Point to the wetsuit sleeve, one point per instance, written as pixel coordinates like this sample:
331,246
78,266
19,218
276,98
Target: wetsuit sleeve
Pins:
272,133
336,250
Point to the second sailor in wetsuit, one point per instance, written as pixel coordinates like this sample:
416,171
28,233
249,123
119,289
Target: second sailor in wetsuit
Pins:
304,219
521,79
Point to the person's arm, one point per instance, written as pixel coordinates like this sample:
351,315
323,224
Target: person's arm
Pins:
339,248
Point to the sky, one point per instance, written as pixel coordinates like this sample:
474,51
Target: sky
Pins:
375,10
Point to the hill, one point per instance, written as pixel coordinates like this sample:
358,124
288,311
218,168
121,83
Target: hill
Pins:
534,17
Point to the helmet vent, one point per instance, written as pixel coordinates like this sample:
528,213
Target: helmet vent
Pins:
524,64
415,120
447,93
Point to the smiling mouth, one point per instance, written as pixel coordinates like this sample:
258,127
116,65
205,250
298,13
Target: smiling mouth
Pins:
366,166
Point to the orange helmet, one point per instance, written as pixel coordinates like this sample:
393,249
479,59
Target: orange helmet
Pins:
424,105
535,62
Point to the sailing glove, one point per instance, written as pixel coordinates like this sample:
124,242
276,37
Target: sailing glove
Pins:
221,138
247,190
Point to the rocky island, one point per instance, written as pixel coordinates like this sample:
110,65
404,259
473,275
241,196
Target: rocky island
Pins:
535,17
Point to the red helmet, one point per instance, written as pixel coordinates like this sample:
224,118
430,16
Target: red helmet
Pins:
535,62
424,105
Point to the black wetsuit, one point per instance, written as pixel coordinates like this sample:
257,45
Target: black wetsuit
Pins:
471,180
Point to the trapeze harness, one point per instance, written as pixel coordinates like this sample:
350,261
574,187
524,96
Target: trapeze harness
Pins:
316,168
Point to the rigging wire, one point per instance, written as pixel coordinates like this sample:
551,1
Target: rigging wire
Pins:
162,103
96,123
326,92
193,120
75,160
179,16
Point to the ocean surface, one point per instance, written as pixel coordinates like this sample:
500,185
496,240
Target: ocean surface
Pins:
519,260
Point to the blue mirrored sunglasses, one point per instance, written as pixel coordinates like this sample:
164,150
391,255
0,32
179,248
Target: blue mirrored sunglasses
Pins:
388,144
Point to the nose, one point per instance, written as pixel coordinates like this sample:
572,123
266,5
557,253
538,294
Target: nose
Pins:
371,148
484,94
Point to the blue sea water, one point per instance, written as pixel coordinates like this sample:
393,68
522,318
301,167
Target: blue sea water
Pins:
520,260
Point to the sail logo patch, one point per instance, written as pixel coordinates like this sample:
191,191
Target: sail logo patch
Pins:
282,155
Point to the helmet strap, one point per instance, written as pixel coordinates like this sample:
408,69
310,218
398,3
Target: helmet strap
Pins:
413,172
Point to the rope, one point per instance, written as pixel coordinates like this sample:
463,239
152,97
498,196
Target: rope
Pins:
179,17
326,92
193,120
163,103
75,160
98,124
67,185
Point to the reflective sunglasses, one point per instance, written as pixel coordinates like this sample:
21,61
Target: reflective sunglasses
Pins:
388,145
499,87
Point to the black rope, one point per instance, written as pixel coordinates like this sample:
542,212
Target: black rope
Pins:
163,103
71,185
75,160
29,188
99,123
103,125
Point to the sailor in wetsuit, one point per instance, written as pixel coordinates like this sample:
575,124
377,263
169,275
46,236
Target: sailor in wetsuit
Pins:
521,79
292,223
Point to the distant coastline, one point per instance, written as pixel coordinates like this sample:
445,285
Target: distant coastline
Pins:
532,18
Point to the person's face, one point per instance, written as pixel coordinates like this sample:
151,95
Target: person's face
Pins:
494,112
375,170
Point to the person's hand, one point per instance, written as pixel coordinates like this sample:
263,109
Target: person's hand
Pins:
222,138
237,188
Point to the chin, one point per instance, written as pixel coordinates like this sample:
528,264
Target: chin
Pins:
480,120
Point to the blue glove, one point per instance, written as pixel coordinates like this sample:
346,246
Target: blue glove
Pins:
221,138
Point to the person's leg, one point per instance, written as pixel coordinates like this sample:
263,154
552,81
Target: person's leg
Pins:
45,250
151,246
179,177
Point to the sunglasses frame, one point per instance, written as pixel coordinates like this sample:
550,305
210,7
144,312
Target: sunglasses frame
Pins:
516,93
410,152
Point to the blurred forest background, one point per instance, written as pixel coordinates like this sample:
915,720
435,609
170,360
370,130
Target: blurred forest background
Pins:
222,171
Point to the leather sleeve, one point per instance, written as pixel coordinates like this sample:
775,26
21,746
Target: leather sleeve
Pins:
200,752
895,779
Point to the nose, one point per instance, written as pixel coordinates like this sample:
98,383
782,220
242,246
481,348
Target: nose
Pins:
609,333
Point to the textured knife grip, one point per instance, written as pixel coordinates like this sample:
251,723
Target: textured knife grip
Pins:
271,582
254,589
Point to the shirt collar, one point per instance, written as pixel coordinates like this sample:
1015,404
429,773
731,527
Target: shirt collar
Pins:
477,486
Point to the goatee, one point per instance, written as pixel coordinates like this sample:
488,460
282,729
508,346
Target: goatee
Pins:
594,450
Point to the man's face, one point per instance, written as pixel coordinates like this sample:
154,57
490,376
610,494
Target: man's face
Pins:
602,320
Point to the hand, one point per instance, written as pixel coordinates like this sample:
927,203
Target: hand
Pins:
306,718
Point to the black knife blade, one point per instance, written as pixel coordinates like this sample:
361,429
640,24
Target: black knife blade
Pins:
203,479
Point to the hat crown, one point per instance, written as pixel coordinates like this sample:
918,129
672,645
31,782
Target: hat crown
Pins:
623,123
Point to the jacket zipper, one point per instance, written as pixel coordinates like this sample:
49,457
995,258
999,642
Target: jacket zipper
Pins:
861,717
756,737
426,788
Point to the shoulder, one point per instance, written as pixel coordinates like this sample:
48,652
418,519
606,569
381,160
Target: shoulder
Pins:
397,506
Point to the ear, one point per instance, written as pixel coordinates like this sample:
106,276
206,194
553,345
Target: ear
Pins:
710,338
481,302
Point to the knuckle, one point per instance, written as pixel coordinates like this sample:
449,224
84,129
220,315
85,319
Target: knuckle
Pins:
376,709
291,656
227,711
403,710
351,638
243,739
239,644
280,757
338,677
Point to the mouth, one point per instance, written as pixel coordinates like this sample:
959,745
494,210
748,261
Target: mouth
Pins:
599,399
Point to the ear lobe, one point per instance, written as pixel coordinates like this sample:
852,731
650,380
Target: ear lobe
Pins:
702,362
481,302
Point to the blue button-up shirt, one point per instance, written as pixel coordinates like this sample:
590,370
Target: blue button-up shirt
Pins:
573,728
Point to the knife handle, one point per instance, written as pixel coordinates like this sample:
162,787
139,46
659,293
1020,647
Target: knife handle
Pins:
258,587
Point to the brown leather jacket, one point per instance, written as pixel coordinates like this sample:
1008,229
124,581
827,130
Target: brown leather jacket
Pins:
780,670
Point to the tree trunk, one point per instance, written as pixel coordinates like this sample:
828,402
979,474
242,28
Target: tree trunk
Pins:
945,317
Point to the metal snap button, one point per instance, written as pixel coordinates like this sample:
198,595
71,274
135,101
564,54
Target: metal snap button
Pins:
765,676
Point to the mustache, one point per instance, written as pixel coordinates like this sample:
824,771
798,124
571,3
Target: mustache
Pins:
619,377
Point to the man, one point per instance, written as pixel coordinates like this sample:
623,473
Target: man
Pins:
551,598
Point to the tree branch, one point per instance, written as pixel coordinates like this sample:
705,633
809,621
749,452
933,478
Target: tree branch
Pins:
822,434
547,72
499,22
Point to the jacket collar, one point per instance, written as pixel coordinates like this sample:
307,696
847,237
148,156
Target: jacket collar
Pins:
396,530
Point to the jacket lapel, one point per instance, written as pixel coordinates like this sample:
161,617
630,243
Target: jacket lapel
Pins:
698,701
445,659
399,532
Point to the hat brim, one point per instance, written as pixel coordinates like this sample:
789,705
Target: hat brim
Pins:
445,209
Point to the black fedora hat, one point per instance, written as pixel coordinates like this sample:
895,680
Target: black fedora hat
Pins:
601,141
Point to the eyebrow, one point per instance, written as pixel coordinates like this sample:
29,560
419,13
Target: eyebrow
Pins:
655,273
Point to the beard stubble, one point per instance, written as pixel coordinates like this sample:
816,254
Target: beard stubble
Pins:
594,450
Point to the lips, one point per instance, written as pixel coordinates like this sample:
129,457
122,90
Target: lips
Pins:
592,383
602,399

* Task *
Begin with the first line of the listing above and write out each line exactly, ending with the line that contains "Target: orange helmet".

* Answer box *
Point to the wetsuit sleeve, one point per instance, written as pixel coordinates like this sample:
331,246
78,266
19,218
276,98
Target: wetsuit sleeve
Pins:
272,133
336,250
Point to the second sailor in wetsuit, one point per instance, written as pixel coordinates like this sample:
416,171
28,233
249,123
119,289
Target: second sailor in wetsuit
Pins:
304,219
521,79
Point to the person's arm, one point per instance, written as pixel coordinates like this sample:
351,315
323,224
Target: person's arm
Pins:
339,248
Point to the sky, one point per instance, written as pixel coordinates like this sample:
474,51
Target: sky
Pins:
375,10
Point to the hill, one point per instance, written as pixel coordinates like this sample:
358,124
288,311
218,168
121,83
Target: hill
Pins:
534,17
Point to the helmet vent, one point per instance, written as pixel coordinates like this sample:
528,213
Target: helmet vent
Pins:
524,64
415,120
447,93
Point to the smiling mouth, one point per instance, written as pixel coordinates like this sample:
258,127
116,65
205,250
298,13
Target: smiling mouth
Pins:
366,166
Point to the orange helmet, one point per instance, written as pixel coordinates like this sample:
393,249
479,59
Target: orange helmet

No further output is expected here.